• _Stated exercise a_
Answer these questions using the article on parallelism in SQL Server execution plans:
(i) Which operator does the article name as one whose cost grows significantly as data volume increases?
(ii) What does OLTP stand for?
(iii) What three things may blockers of parallelism be related to?

• _Selected passage_

>> Start

Optimizing SQL Server: Understanding Parallelism in Execution Plan

Rafael Rampineli
8 min readDec 16, 2024

--

In this article, we’ll focus on parallelism in execution plans. If you’re looking for information on how to configure CTFP or MaxDop, this isn’t the right place!

Parallelism in SQL Server execution plans divides the query workload across multiple threads, enabling the system to utilize multi-core processors. While parallelism can improve query performance, it also has overhead costs. Dividing work into threads, managing those threads, and combining their results requires additional processing time and resources. For queries with only a few rows, this overhead often outweighs the performance gain of using multiple CPUs.

However, as data volume increases, the costs of certain operators — like Sort — grow significantly, making parallelism an effective strategy for long-running, processor-intensive queries. This is particularly beneficial for large-scale queries in reporting, data warehousing, or business intelligence systems, where columnstore indexes are often used.

On the other hand, OLTP (Online Transaction Processing) systems, which handle many small and fast transactions, might not always benefit from parallelism. Although parallel execution may slightly speed up some queries, it can consume more CPU resources and slow down other concurrent operations, reducing overall system performance. In OLTP environments, parallelism is often avoided by the query optimizer, but occasionally it makes suboptimal decisions.

Despite this, certain queries — such as those for reporting — can still benefit from parallelism in OLTP systems, particularly when their estimated cost exceeds the parallelism threshold. This highlights the importance of configuring the Cost Threshold for Parallelism (CTFP) setting to ensure that parallelism is applied only when it offers performance benefits without excessive overhead.

Blockers of Parallel query Execution

Several factors can prevent a query from executing in parallel in SQL Server, often referred to as blockers of parallelism. These blockers may be related to system settings, query design, or the nature of the data and operations involved.

>> End

• _Items_
>> Start

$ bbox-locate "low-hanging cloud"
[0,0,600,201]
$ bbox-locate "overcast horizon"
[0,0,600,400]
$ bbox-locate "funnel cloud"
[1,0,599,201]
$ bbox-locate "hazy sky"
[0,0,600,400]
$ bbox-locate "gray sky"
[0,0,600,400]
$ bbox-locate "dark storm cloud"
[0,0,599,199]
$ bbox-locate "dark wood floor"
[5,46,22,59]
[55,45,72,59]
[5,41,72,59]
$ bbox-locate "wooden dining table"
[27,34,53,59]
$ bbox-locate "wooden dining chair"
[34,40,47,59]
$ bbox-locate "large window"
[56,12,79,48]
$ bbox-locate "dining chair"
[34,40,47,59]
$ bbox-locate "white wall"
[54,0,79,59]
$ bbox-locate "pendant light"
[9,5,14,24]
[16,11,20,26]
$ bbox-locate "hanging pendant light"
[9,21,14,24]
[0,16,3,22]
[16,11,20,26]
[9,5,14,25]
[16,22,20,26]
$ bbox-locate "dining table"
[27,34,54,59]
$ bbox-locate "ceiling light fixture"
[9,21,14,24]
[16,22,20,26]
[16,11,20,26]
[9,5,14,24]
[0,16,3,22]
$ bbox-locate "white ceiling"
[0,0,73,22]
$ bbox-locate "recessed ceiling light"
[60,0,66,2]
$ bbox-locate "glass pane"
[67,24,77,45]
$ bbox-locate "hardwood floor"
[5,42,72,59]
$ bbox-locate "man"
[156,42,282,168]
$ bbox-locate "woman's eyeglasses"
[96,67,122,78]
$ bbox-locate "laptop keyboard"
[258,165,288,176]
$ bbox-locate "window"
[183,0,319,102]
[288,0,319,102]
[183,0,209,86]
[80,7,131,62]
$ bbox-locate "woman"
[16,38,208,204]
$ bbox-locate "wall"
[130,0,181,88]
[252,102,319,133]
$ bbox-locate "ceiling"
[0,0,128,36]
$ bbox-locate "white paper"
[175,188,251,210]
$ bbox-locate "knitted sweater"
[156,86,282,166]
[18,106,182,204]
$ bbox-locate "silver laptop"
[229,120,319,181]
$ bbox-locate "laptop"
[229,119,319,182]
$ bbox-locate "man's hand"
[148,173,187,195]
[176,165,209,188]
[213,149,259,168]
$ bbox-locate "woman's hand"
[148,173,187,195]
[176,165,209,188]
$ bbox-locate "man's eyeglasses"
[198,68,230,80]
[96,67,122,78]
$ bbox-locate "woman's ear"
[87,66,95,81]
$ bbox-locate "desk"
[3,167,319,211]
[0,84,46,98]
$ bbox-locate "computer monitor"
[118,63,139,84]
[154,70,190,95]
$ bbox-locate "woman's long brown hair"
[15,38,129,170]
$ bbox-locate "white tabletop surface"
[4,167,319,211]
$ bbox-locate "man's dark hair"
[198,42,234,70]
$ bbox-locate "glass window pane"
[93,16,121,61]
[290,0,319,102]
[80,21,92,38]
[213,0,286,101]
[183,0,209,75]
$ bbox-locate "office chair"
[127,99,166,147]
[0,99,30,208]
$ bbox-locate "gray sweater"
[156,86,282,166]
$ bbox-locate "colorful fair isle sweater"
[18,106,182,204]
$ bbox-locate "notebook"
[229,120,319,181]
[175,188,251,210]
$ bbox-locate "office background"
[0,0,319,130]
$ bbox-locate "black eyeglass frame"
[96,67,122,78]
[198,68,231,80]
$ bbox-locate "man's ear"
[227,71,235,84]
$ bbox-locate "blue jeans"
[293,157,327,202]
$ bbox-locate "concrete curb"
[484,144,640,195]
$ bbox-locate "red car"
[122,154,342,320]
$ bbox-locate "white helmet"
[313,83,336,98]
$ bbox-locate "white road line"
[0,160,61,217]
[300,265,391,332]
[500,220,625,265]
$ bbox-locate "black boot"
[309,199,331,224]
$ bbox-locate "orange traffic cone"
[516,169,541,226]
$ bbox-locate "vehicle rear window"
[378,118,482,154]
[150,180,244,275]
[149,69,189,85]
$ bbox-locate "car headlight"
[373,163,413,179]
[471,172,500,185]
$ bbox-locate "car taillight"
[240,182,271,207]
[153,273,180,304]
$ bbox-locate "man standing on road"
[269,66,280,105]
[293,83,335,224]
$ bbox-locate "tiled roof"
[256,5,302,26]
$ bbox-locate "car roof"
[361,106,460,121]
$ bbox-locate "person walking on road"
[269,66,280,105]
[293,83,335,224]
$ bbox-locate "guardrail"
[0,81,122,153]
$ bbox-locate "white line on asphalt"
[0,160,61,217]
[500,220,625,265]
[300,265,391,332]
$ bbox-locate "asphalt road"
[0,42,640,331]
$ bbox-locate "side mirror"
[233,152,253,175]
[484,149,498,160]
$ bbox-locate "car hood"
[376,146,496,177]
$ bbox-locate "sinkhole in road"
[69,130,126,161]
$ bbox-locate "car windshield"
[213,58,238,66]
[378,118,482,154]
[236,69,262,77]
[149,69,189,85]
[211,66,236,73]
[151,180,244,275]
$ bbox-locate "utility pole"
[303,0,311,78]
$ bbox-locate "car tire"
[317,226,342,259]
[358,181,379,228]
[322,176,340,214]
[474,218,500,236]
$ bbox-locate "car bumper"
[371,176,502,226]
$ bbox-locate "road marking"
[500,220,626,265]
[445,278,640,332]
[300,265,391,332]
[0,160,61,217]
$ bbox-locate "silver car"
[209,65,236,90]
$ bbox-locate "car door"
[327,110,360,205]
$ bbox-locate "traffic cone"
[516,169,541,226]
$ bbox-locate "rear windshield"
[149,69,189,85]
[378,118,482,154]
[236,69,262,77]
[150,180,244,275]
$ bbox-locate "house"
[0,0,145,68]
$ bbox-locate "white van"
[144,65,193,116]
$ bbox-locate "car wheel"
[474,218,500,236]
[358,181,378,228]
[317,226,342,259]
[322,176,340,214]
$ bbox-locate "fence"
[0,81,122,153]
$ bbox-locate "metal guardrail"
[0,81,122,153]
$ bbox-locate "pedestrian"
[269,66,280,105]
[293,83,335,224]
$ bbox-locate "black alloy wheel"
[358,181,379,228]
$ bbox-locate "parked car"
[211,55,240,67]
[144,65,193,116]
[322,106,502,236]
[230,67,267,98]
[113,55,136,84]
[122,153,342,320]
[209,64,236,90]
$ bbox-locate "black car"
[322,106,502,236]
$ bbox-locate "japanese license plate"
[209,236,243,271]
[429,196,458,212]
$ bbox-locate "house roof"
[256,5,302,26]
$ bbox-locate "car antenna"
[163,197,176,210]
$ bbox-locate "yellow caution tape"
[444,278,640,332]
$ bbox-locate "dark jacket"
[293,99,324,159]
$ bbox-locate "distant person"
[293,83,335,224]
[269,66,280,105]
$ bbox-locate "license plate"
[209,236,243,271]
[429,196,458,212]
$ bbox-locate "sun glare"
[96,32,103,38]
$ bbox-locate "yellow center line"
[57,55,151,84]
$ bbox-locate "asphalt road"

>> End

• _Stated exercise b_
Pull out every line of the records that contains the string "woman".

• _Exercise response a_
(i) Sort
(ii) Online Transaction Processing
(iii) System settings, query design, and the nature of the data and operations involved

• _Exercise response b_
$ bbox-locate "woman's eyeglasses"
$ bbox-locate "woman"
$ bbox-locate "woman's hand"
$ bbox-locate "woman's ear"
$ bbox-locate "woman's long brown hair"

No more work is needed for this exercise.